[What the task requires]
State how many lines in the data below contain the string "target", and reply with the number alone. Count only matches with the same capitalization.

[Material supplied]
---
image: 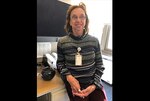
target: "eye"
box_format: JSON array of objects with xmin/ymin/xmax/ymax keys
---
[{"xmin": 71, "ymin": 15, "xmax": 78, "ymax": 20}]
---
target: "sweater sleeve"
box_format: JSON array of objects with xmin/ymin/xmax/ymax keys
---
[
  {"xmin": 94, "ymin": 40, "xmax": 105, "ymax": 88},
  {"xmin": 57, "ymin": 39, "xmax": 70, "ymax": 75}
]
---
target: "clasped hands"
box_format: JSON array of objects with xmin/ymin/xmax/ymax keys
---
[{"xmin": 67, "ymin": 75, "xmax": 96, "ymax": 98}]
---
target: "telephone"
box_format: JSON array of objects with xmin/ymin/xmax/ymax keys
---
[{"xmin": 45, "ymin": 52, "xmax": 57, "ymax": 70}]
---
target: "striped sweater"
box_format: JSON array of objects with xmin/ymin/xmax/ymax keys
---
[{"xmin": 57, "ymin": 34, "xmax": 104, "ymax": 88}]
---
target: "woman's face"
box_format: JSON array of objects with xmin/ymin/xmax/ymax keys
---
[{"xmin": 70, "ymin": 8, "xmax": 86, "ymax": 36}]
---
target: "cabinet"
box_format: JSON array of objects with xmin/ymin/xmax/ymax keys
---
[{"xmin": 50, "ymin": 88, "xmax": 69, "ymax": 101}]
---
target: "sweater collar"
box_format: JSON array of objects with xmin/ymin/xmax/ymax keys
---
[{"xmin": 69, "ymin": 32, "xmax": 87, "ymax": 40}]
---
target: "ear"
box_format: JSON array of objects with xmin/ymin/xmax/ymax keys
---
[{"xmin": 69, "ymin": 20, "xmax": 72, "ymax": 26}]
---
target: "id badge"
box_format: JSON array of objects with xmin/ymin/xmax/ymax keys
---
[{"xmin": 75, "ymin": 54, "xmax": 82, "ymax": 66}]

[Answer for this exercise]
10